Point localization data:
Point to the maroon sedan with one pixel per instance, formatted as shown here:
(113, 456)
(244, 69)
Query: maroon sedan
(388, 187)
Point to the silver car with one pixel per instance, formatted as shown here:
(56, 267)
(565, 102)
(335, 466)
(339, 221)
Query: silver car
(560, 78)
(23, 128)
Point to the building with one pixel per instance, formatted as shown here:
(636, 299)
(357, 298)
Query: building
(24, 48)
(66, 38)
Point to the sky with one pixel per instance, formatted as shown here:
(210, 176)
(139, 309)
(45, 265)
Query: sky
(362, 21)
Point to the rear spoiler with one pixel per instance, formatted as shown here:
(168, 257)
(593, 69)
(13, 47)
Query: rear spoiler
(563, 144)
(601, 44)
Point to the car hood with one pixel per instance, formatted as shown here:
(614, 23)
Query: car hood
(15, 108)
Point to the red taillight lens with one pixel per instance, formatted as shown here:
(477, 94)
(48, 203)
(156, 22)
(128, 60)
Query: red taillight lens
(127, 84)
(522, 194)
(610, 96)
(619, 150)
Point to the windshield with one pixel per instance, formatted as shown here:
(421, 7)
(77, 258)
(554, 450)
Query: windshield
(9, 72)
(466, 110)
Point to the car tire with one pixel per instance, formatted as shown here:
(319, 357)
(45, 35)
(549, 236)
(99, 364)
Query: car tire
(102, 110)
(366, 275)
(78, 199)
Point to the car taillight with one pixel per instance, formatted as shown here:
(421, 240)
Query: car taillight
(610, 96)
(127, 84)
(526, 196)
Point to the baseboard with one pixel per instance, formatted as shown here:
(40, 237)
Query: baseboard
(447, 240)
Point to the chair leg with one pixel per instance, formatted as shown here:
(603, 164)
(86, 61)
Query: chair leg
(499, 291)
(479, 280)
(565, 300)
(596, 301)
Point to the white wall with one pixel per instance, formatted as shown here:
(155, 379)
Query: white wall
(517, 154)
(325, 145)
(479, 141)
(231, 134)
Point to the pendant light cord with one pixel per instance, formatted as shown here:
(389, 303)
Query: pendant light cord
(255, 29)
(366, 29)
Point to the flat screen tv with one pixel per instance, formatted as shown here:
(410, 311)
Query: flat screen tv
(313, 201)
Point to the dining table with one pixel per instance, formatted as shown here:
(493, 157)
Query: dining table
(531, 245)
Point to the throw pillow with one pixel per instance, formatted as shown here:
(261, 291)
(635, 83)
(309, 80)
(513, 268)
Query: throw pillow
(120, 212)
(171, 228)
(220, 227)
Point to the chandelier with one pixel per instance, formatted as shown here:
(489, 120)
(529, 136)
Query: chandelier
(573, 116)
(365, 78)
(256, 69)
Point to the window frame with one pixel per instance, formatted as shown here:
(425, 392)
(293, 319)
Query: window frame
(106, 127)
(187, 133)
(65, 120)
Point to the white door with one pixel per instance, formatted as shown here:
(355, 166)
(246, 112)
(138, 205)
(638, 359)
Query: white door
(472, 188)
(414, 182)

-- Exercise brief --
Print every line you see above, exactly as written.

-- Solved problem --
Point to the maroon sedan with one pixel per instance, formatted as shown here:
(113, 456)
(244, 69)
Query: maroon sedan
(388, 187)
Point to the silver car with one pixel per instance, formatted as shown here:
(56, 267)
(565, 102)
(335, 466)
(339, 221)
Query: silver car
(560, 78)
(23, 128)
Point to the building with one pixel per instance, formatted as shown here:
(636, 299)
(357, 298)
Query: building
(24, 48)
(66, 38)
Point to the sky with one pixel per instance, formatted as shown here:
(210, 176)
(139, 309)
(45, 265)
Query: sky
(362, 21)
Point to the rear spoiler with one pixel per instance, formatted as shown here:
(168, 257)
(593, 69)
(13, 47)
Query: rear spoiler
(563, 144)
(601, 44)
Point to the car hood with one pixel per instance, formatted as shown here:
(614, 23)
Query: car hood
(15, 108)
Point to the red taillight lens with one pixel per instance, formatted as shown here:
(477, 94)
(48, 203)
(156, 22)
(128, 60)
Query: red taillight lens
(127, 84)
(522, 194)
(610, 96)
(619, 150)
Point to the windshield with one pixel per instance, formatted as shown here:
(421, 7)
(77, 258)
(554, 450)
Query: windshield
(9, 72)
(466, 110)
Point to the car tire with one pixel per instance, formatted as shown here:
(319, 357)
(45, 35)
(549, 236)
(99, 364)
Query: car tire
(102, 110)
(366, 275)
(78, 199)
Point to the car taillight with one pixel per instance, formatted as shown here:
(421, 240)
Query: car taillight
(610, 96)
(127, 84)
(526, 196)
Point to the baseboard with one pixel per instance, formatted as shown here:
(40, 237)
Query: baseboard
(447, 240)
Point to the chair leg with one pixel per instance, formatted as shown here:
(603, 164)
(86, 61)
Query: chair leg
(499, 291)
(479, 280)
(565, 300)
(596, 301)
Point to the white wall with one pixel per instance, formatted as shown here:
(155, 379)
Query: white wall
(517, 154)
(325, 145)
(479, 141)
(231, 134)
Point to the pendant light cord with one pixel per instance, formatted as shown here:
(389, 303)
Query: pendant light cord
(255, 29)
(366, 29)
Point to the flat screen tv with one pixel per instance, formatted as shown here:
(410, 311)
Query: flat screen tv
(313, 201)
Point to the dining table with one pixel per instance, formatted as shown here:
(493, 157)
Query: dining table
(531, 245)
Point to the throw pillow with one pixel per instance, formatted as shown here:
(261, 291)
(635, 83)
(309, 80)
(513, 268)
Query: throw pillow
(120, 212)
(171, 228)
(220, 227)
Point to the chandelier with one pixel per instance, formatted as shown here:
(489, 120)
(529, 136)
Query: chandelier
(573, 116)
(365, 78)
(256, 69)
Point to the window frame with one pixel per instance, formatted as shown here:
(425, 392)
(293, 319)
Query: window frame
(106, 127)
(187, 133)
(65, 120)
Point to the white door with one pixel per instance, formatted as shown here:
(355, 166)
(246, 112)
(138, 205)
(638, 359)
Query: white door
(472, 188)
(414, 182)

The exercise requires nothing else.